Data supplied
========================
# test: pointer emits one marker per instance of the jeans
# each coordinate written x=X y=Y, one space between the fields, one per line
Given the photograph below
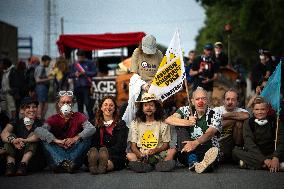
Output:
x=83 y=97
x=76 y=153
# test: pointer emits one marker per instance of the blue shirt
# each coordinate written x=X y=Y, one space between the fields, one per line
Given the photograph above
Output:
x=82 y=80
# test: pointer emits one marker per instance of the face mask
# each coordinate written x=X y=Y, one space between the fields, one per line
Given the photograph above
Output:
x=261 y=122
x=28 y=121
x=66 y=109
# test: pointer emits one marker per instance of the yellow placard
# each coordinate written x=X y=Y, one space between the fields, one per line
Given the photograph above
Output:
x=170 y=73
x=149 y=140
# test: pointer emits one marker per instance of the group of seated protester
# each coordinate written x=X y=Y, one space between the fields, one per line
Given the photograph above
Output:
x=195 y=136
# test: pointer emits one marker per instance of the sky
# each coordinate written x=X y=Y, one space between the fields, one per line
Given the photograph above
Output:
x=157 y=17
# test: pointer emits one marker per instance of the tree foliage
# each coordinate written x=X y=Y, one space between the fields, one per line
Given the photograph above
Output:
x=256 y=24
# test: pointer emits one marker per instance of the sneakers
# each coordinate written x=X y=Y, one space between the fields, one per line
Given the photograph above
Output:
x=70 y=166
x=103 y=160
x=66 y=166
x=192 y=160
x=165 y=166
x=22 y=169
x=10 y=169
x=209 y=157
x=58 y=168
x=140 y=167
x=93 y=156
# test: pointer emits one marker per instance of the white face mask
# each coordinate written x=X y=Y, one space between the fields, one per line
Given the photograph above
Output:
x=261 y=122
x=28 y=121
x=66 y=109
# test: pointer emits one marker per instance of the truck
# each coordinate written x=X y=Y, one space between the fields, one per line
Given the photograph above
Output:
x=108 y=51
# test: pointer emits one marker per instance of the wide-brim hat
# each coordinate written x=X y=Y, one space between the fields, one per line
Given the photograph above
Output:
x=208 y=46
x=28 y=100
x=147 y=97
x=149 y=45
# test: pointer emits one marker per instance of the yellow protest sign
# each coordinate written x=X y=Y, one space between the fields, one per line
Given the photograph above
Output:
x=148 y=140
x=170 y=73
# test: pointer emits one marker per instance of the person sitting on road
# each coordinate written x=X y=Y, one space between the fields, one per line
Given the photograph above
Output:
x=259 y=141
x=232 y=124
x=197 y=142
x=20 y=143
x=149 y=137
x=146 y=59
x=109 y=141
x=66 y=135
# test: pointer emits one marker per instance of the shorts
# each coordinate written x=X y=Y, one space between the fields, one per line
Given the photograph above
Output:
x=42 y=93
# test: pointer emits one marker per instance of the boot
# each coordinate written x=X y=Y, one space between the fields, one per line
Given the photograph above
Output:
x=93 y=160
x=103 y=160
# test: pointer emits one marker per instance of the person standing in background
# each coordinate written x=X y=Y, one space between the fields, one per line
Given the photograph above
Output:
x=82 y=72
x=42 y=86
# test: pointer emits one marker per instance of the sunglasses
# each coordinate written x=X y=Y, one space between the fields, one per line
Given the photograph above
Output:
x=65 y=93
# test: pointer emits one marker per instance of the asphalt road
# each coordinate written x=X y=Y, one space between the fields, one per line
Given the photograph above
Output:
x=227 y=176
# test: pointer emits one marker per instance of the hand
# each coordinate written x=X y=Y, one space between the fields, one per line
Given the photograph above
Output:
========================
Task directions
Transcribe, word for word, every line from the one containing "# test: pointer emits one marker per instance of the hand" through the final line of the entries, and nothing else.

Output
# test: pointer emits one marker per instance of the hand
# each coordinate written x=X y=Y, one space between the fields, one per line
Given the photograph above
Output:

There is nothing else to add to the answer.